(Records from a collection)
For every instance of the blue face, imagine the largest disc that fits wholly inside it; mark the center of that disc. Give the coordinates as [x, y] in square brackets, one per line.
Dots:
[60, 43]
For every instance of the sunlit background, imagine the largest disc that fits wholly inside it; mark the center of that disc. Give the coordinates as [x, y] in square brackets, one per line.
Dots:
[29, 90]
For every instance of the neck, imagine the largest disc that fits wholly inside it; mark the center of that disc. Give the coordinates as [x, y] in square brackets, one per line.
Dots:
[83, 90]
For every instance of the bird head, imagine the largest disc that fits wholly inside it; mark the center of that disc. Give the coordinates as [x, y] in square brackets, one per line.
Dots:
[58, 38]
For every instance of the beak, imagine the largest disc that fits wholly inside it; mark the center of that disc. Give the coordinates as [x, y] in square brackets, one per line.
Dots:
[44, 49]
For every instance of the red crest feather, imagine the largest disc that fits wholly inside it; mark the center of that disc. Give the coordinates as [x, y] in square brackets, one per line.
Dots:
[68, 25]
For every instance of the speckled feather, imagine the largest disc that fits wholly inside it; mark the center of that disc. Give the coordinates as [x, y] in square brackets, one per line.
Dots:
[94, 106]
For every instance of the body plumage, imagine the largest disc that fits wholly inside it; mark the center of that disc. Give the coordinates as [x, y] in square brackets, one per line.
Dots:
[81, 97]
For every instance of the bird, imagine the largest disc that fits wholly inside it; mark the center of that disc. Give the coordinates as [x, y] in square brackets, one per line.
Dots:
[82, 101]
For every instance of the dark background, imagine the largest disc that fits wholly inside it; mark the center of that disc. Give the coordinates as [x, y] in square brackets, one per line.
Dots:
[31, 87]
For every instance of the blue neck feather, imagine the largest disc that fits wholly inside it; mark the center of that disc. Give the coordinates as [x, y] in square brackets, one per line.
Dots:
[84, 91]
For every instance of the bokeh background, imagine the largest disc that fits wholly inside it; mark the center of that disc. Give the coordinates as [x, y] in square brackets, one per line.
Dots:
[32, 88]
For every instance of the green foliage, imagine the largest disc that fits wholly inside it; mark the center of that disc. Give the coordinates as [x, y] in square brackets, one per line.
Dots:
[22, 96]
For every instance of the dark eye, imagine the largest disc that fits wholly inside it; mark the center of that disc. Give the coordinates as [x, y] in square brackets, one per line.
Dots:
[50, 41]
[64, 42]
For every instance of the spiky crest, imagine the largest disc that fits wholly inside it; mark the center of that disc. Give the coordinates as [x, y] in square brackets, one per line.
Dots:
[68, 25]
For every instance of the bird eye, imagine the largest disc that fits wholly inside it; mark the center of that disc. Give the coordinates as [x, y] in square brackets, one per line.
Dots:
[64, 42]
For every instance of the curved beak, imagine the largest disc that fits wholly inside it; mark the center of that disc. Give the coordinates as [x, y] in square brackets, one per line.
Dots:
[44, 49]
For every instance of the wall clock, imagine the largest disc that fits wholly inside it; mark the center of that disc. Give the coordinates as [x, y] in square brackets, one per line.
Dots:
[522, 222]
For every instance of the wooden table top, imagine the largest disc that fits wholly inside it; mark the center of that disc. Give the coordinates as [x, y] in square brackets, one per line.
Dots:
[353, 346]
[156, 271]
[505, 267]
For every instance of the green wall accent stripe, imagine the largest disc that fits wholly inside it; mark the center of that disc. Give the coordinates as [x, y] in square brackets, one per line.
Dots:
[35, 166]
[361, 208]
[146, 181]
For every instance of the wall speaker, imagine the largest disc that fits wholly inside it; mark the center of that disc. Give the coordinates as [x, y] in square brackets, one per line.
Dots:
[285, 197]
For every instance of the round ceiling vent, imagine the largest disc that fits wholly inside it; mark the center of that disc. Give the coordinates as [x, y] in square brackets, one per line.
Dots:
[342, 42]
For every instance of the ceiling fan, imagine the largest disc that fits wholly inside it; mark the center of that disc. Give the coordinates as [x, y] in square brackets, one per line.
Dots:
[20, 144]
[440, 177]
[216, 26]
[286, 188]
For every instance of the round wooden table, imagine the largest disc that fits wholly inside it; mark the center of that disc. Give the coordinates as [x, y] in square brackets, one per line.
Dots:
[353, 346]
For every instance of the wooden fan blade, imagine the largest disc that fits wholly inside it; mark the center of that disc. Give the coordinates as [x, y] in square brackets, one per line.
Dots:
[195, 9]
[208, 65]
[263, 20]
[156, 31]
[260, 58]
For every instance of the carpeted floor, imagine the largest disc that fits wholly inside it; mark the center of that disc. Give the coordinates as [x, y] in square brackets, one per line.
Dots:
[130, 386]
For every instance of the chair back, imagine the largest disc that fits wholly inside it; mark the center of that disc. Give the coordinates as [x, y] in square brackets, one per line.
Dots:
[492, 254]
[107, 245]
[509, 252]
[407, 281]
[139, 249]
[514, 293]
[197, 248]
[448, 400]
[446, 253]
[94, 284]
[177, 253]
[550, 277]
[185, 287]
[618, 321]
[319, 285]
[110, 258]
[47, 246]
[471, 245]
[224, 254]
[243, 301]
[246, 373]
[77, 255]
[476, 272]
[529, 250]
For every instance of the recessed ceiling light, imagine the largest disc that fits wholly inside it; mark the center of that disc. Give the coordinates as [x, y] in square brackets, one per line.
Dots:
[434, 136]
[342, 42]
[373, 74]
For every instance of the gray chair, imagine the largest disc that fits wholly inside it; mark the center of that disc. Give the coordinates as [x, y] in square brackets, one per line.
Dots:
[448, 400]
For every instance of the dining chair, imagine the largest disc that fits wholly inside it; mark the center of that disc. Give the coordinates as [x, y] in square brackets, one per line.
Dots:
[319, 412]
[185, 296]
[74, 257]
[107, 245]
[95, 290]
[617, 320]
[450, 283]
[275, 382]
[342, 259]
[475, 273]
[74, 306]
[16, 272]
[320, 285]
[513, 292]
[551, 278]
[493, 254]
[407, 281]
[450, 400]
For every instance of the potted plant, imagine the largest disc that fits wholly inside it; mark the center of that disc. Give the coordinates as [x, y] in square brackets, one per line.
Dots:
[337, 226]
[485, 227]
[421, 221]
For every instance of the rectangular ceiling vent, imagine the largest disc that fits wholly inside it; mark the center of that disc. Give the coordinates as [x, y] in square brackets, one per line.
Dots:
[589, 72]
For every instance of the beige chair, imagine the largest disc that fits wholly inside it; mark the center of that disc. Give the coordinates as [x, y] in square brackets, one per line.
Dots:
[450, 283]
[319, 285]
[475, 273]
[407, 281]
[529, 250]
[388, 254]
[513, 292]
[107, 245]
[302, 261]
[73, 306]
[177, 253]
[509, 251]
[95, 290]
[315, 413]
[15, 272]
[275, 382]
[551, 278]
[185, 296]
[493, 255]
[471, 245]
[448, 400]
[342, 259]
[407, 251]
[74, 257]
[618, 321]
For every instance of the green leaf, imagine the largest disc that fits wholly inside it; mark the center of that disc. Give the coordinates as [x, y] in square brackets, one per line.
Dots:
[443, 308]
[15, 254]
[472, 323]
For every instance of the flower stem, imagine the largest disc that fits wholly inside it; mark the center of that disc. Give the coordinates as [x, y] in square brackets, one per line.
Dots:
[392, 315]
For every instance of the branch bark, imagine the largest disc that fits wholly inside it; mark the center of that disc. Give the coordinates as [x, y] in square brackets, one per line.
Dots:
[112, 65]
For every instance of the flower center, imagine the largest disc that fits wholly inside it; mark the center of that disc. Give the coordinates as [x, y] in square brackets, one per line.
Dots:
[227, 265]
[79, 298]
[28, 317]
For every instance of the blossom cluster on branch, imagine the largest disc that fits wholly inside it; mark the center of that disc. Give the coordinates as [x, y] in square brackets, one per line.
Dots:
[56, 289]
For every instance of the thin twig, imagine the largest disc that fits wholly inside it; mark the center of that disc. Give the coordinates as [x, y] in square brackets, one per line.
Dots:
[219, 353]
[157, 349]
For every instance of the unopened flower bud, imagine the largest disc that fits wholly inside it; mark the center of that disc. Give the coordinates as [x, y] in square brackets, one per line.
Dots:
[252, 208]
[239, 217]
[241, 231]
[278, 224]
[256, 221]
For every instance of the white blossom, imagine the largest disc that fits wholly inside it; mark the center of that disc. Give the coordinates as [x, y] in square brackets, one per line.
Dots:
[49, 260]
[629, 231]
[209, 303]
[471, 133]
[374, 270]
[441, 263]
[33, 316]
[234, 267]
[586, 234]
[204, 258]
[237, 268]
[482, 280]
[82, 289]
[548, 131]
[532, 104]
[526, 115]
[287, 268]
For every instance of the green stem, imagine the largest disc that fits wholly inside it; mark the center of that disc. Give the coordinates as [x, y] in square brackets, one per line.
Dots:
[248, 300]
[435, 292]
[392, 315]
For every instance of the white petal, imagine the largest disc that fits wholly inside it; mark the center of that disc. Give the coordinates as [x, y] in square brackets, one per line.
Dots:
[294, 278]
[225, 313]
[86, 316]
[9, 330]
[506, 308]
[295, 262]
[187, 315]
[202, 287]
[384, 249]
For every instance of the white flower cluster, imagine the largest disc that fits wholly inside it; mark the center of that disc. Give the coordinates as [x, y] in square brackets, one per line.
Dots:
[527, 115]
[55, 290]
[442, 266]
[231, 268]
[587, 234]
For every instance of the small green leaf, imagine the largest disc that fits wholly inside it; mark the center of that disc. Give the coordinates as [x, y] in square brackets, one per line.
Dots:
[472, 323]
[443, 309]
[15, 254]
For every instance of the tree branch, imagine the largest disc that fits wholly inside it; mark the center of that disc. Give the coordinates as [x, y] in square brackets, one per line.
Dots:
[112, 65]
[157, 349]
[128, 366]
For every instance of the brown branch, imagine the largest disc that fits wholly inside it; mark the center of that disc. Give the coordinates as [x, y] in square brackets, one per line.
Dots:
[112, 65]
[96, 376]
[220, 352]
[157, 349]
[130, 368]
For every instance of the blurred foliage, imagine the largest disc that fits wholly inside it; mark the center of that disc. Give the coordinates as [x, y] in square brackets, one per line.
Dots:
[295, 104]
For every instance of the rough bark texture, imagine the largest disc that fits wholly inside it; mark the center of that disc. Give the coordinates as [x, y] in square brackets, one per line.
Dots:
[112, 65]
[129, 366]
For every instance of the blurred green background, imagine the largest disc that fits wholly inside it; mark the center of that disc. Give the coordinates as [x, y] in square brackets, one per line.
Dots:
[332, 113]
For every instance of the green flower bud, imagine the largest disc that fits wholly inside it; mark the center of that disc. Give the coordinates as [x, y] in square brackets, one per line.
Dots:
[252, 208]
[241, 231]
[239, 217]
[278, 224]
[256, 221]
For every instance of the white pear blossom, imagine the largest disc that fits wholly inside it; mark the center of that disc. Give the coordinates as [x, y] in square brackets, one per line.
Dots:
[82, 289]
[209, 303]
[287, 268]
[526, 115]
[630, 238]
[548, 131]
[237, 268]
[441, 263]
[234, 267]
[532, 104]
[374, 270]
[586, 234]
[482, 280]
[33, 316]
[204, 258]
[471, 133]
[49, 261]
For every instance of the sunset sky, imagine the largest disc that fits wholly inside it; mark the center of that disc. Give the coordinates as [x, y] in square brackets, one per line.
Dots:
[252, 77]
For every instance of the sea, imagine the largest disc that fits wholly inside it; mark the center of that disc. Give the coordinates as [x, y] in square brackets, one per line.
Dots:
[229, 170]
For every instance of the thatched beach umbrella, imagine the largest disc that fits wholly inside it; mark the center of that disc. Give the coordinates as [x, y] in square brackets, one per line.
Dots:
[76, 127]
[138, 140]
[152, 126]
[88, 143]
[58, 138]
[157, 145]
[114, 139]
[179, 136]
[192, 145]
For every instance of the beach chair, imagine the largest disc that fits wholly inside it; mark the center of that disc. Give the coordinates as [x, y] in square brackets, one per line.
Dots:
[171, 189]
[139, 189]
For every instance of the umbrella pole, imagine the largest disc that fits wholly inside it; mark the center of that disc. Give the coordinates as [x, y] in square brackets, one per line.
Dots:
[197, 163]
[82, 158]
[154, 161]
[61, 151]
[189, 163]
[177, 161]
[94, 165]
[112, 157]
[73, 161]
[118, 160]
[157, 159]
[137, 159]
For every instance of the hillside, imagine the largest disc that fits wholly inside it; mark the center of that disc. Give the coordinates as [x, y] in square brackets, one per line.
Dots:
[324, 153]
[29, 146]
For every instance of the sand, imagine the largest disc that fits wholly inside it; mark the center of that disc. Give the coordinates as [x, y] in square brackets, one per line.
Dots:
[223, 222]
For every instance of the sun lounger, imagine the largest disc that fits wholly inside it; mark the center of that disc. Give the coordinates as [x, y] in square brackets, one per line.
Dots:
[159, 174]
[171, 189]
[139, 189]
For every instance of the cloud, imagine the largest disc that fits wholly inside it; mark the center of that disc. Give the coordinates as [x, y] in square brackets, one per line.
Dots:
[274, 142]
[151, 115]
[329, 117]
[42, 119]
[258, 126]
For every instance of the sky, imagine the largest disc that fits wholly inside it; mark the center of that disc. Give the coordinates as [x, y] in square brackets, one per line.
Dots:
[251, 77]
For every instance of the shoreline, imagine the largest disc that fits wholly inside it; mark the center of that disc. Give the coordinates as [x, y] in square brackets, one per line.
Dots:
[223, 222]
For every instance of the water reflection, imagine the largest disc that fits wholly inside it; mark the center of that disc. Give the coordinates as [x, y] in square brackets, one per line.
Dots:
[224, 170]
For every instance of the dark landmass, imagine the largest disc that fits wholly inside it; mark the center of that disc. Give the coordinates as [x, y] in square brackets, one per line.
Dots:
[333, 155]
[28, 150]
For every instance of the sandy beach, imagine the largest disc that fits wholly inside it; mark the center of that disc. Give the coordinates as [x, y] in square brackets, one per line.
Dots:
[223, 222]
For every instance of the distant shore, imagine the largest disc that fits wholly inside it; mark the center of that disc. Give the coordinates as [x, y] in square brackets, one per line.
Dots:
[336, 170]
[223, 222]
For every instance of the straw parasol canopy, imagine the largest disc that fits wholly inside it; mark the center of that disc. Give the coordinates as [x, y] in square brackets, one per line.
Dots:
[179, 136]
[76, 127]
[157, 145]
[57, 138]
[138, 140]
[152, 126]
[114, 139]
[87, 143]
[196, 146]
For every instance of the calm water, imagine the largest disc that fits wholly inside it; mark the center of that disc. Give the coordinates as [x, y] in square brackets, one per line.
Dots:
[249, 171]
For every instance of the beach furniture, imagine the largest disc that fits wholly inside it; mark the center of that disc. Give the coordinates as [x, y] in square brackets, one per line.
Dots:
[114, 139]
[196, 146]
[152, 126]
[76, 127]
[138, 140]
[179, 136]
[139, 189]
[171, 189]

• _What needs to be done_:
Take every line from the one containing "For every instance of the sandy" to the end of the listing and output it exactly, with nothing else.

• _Answer to this task_:
For every instance of the sandy beach, imagine the largest disc that fits wholly inside it; mark the center of that disc. Give the coordinates as [x, y] in square brackets, one per line.
Dots:
[223, 222]
For every instance of the distant shore, imagine the largest disc that fits wholly inside it; mark the center of that disc. Give the coordinates as [x, y] in square brackets, one per line.
Dots:
[336, 170]
[223, 222]
For every instance of the straw parasol canopy, imagine the largest disc that fits wholly inside it; mark the center of that disc. Give the coordinates as [x, y] in square brackets, one per line.
Dots:
[179, 136]
[76, 127]
[157, 145]
[57, 138]
[138, 140]
[152, 126]
[114, 139]
[87, 143]
[196, 146]
For every instance of the calm water, imagine the largest disc that fits wholly inside it; mark the center of that disc. Give the coordinates as [x, y] in square brackets, one per line.
Dots:
[249, 171]
For every instance of the beach furniture, imagine the largest disc that fits wholly inside it; mark the center of that disc. Give the coordinates as [x, y] in square brackets, one per line.
Dots:
[114, 139]
[196, 146]
[152, 126]
[76, 127]
[138, 140]
[179, 136]
[139, 189]
[171, 189]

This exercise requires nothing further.